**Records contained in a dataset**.
[start]

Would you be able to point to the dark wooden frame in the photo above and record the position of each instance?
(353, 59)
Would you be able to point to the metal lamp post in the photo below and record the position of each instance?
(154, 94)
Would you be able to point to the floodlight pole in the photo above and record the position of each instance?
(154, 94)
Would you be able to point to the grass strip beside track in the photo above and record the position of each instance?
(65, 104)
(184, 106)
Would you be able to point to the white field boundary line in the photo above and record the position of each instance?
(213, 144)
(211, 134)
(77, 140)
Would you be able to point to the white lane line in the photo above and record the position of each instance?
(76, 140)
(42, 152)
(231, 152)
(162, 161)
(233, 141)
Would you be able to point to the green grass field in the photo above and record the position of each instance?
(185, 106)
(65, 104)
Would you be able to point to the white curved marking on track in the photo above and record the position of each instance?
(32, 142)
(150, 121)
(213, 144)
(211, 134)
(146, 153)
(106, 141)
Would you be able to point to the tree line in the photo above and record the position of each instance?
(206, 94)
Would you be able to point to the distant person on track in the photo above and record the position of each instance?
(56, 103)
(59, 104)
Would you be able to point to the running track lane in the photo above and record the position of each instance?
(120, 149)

[end]

**TASK DESCRIPTION**. Copy all the lines, exactly.

**OUTPUT FOR THIS EXERCISE**.
Would you be able to point to the dark wooden frame in the photo above and record the position of each instance?
(353, 59)
Would you be able to point to the metal lamp post in the photo below and record the position of each instance?
(154, 94)
Would you be able to point to the floodlight pole in the photo above and record the position of each instance?
(154, 94)
Would you be able to point to the grass strip beside track in the photo above and record the position of each instance?
(65, 104)
(184, 106)
Would you be able to point to the white field boundary line in the photo above and record the position of each instance?
(213, 144)
(211, 134)
(77, 140)
Would you be able to point to the white lane line in the photo above and record the position of each instance?
(76, 140)
(42, 152)
(231, 152)
(162, 161)
(233, 141)
Would you be able to point to the green grass field in the photo above and record the position of each instance?
(185, 106)
(65, 104)
Would you be able to point to the white curved marking on track in the photo above and record the position of each instance?
(32, 142)
(150, 121)
(213, 144)
(211, 134)
(146, 153)
(106, 141)
Would you be able to point to the tree line in the photo above and record the position of each instance?
(206, 94)
Would you be able to point to the distant person on track in the photo above and record the position of each instance?
(56, 103)
(59, 104)
Would you be able to point to the running track lane in the photo above and record the position of each instance?
(120, 149)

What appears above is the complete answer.